[[ Input data, beginning ]]
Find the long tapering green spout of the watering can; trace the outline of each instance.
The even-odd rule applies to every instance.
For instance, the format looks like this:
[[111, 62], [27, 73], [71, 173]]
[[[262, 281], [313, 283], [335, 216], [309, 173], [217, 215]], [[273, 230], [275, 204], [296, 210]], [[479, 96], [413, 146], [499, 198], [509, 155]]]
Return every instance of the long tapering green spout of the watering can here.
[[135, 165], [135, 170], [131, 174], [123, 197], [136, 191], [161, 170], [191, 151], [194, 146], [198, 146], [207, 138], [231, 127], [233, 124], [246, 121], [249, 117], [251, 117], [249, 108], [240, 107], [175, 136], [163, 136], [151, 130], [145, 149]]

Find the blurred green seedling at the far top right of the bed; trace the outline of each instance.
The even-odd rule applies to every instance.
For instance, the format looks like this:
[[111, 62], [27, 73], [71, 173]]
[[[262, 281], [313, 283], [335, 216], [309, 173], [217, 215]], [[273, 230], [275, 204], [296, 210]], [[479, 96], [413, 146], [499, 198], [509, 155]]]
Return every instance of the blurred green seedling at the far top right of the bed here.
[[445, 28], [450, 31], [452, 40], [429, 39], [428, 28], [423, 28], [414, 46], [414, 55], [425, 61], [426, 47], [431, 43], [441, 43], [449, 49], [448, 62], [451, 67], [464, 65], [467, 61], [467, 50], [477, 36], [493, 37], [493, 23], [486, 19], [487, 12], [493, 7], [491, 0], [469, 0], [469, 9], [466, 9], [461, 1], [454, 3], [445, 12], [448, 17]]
[[ Input data, end ]]
* [Problem to solve]: Every record must appear in the answer exactly as it appears above.

* [Result]:
Find the long tapering green spout of the watering can; trace the outline of each instance.
The even-odd rule applies to every instance.
For instance, the format looks like this:
[[111, 62], [27, 73], [71, 173]]
[[[262, 281], [313, 283], [335, 216], [309, 173], [217, 215]], [[273, 230], [275, 204], [296, 210]], [[479, 96], [413, 146], [499, 198], [509, 155]]]
Return every instance of the long tapering green spout of the watering can here.
[[135, 165], [135, 170], [131, 174], [123, 197], [136, 191], [161, 170], [191, 151], [194, 146], [198, 146], [207, 138], [231, 127], [233, 124], [246, 121], [249, 117], [251, 117], [249, 108], [240, 107], [175, 136], [163, 136], [151, 130], [145, 149]]

Find the blurred green seedling at the far top right of the bed; trace the outline of each instance.
The even-odd rule applies to every instance.
For instance, the format looks like this:
[[111, 62], [27, 73], [71, 173]]
[[[262, 281], [313, 283], [335, 216], [309, 173], [217, 215]], [[273, 230], [275, 204], [296, 210]], [[479, 96], [413, 146], [499, 198], [509, 155]]]
Return every instance of the blurred green seedling at the far top right of the bed here.
[[445, 28], [450, 31], [452, 40], [429, 39], [428, 28], [423, 28], [414, 46], [414, 55], [425, 61], [426, 47], [431, 43], [441, 43], [449, 49], [448, 62], [451, 67], [464, 65], [467, 61], [467, 50], [477, 36], [493, 37], [493, 23], [486, 19], [487, 12], [493, 7], [491, 0], [469, 0], [469, 9], [466, 9], [461, 1], [454, 3], [445, 12], [448, 17]]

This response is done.